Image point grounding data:
------------------------------------------------------------
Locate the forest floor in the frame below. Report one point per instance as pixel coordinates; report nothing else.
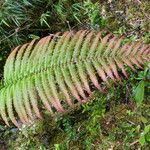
(115, 121)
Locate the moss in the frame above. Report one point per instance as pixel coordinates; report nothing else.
(112, 121)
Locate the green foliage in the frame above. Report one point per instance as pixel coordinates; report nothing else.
(61, 68)
(122, 124)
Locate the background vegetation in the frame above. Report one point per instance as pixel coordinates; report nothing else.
(115, 121)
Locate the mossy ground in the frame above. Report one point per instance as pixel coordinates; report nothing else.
(113, 121)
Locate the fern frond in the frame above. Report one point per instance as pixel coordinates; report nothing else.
------------------------------------------------------------
AIM OF THE TASK:
Having removed the pictures, write out the records exactly as they stand.

TASK ANSWER:
Locate the forest floor in the frame below. Report one point per instance as pixel coordinates; report nothing else.
(115, 121)
Locate the moss in the frame above. Report one point per instance as pixel coordinates; report nothing else.
(112, 121)
Locate the green foliage in the frame above. Report one point per instance as pixel coordinates; report nothing else.
(61, 68)
(122, 124)
Locate the background vegetation in the frame above. Report one point per instance as pixel coordinates; report nothing else.
(115, 121)
Locate the mossy ground in the frame above. Report one point per instance as pixel coordinates; report nothing else.
(113, 121)
Locate the fern frond in the frame above. Report one point per instance as pixel coordinates; report nothing else.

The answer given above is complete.